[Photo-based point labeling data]

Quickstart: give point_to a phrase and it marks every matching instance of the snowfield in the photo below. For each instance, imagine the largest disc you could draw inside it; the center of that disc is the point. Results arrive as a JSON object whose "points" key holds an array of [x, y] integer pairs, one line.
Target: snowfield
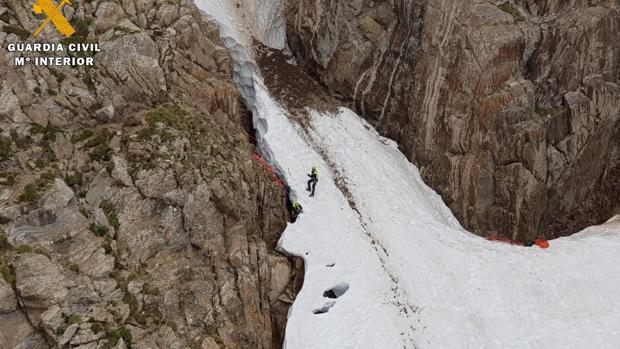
{"points": [[412, 277]]}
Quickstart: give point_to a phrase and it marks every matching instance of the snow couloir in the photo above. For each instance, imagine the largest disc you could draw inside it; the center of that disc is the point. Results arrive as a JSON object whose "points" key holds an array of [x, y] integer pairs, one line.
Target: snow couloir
{"points": [[389, 266]]}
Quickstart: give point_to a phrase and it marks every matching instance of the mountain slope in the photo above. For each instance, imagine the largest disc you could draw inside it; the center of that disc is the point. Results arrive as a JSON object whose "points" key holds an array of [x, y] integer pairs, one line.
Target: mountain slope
{"points": [[387, 263]]}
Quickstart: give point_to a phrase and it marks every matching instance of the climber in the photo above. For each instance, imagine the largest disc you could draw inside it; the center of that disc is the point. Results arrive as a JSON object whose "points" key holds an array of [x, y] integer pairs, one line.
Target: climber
{"points": [[314, 178], [295, 211]]}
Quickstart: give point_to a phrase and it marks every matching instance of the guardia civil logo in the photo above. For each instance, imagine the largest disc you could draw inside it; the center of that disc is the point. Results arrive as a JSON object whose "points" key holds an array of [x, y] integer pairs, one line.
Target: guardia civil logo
{"points": [[52, 11]]}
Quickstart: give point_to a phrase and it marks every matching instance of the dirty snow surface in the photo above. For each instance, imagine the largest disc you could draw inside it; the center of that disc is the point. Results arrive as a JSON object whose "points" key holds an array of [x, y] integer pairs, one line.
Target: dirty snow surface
{"points": [[388, 265]]}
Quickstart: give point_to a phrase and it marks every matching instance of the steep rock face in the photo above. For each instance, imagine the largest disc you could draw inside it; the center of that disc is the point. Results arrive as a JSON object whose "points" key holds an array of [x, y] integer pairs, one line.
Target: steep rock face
{"points": [[131, 211], [511, 111]]}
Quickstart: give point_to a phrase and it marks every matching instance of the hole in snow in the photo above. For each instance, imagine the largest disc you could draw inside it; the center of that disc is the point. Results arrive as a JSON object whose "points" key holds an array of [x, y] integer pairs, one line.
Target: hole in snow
{"points": [[324, 309], [336, 291]]}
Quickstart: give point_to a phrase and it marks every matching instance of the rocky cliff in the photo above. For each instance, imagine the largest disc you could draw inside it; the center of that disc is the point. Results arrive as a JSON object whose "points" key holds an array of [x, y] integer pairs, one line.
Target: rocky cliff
{"points": [[510, 109], [132, 213]]}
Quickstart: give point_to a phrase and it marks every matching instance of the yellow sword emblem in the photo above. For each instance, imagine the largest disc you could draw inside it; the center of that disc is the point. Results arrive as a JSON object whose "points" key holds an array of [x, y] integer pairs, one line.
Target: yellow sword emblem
{"points": [[54, 15]]}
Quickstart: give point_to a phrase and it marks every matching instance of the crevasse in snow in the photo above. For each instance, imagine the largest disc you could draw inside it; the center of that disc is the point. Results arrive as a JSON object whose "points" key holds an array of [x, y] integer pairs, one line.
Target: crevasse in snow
{"points": [[415, 277]]}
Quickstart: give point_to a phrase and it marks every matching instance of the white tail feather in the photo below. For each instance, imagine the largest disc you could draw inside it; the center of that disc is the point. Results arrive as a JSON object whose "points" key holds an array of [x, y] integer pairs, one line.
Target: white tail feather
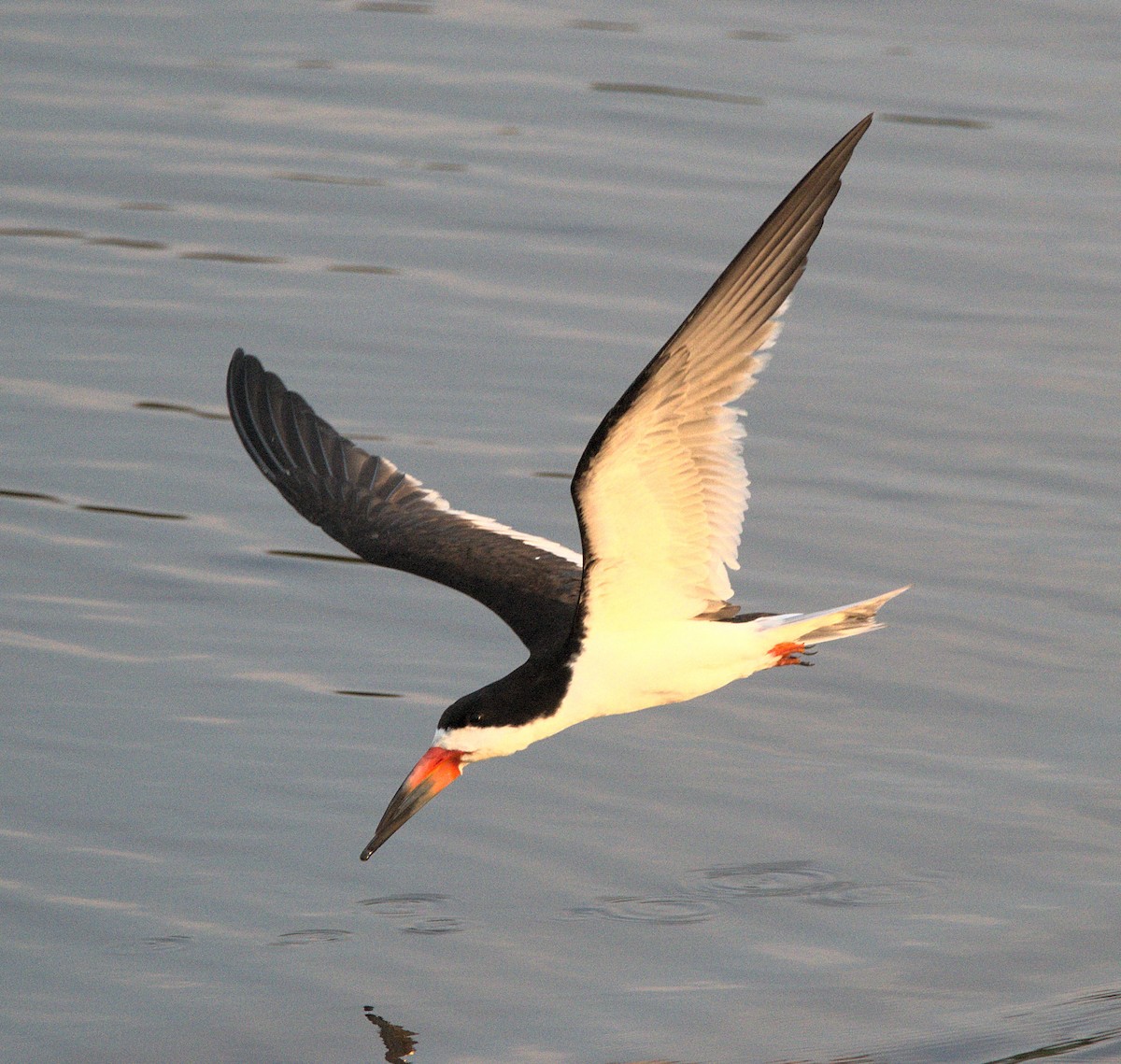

▶ _Problem description_: Copy out all of the items above word for word, leaving out the pictures.

▶ _Completed task_:
Quickstart: give point_to a phrase and it marks every matching instance of the snowfield in the photo below. For each instance, imagine the largest disc you could draw inside it; the center of that disc is the point. Results arrive as a JSON object whose "points" key holds an array of [x, y] integer pairs, one line.
Target: snowfield
{"points": [[412, 277]]}
Quickstart: give point_to a phrase and it marks every matching instance of the snow couloir in the photo above. For each instance, imagine the largest disc you could draw inside it; the center of that disc is the point. Results arrive as a JSON object whose "points" key holds an array of [x, y] integer pairs, one line.
Target: snow couloir
{"points": [[389, 266]]}
Quickstart: give point_to a phrase and it marks every matching instance of the mountain slope in the photo above. For each instance, imagine the largest disc you could draw inside it; the center of that disc is the point. Results arrive as a JSON object whose "points" key holds an array of [x, y] integer pairs, one line.
Target: mountain slope
{"points": [[387, 263]]}
Quickstart: give point_to a phrase and it marks every matching instance of the climber in the photo above. For each instance, imagine the largest disc you could draw inside it; the center of that disc is the point. Results arrive as a JSON object whose "points" key holds an array of [x, y] integer pairs, one line.
Target: climber
{"points": [[314, 178], [295, 211]]}
Quickstart: give point_to a phrase and it marks every matching instance of the guardia civil logo in the photo above. For each instance, imagine the largest disc you could draw inside it; the center of that disc is the point. Results arrive as a JSON object whose "points" key holds an array of [x, y] integer pairs, one line.
Target: guardia civil logo
{"points": [[52, 11]]}
Quickstart: give point_to a phrase and it marks every matching instance of the dirty snow surface in the photo above. For each instance, imagine the largest disc you could draw inside it; the center of that disc is the point. Results arrive as a JSON object whose "points" key holds an array of [x, y] integer pairs, one line.
Target: dirty snow surface
{"points": [[388, 265]]}
Quickstart: give point_to a phrase and it marks every matching instance of the steep rock face in the photo above. For each instance, imagine the largest disc you could draw inside it; the center of that disc is the point. Results arrive as a JSON object whose "points" key holds an array of [x, y] integer pairs, one line.
Target: steep rock face
{"points": [[131, 211], [511, 111]]}
Quickstart: give point_to a phrase and it marks every matching instance of the hole in snow in the photo above. For each instance, imagine the largest disc you could draw inside it; the center of that disc is the point. Results arrive as a JSON object whose "points" key holds an array of [x, y] integer pairs, one line.
Target: hole in snow
{"points": [[324, 309], [336, 291]]}
Quickstart: give point_to a phrase and it marks every matching instance of the rocky cliff in the photo above. For each instance, imagine the largest disc you could draw inside it; the center of that disc is the point. Results arrive as a JSON object whose "points" key holds an array of [x, y] integer pairs, one line.
Target: rocky cliff
{"points": [[510, 109], [132, 213]]}
Quickstart: give point_to a phrase and it marks every matching instance of the yellow sword emblem in the photo above. For each instance, imagine the largest disc you could draw inside it; the center of that disc is the point. Results arrive as a JSON object whose "points" key holds an array of [x, y] integer pairs, one line.
Target: yellow sword emblem
{"points": [[54, 15]]}
Quickstart: give point_to a phrase and it marks every matching instance of the crevasse in snow in the photo above. For each instance, imagine the largest disc you could draw inside it; the center of that disc is the point. Results arrive as a JSON object whose "points" key holds an array of [x, y] integer pairs, one line.
Target: crevasse in snow
{"points": [[415, 277]]}
Quickstart: give point_to a phrase and it marks every matching instance of the white tail feather in the photo below. For each instance, imagine the largest disc you could draw inside it; the center of that disc is the point. Results arrive as a JSON object whose "points" key holds an array of [x, y] integer pairs, one line.
Target: white tail feather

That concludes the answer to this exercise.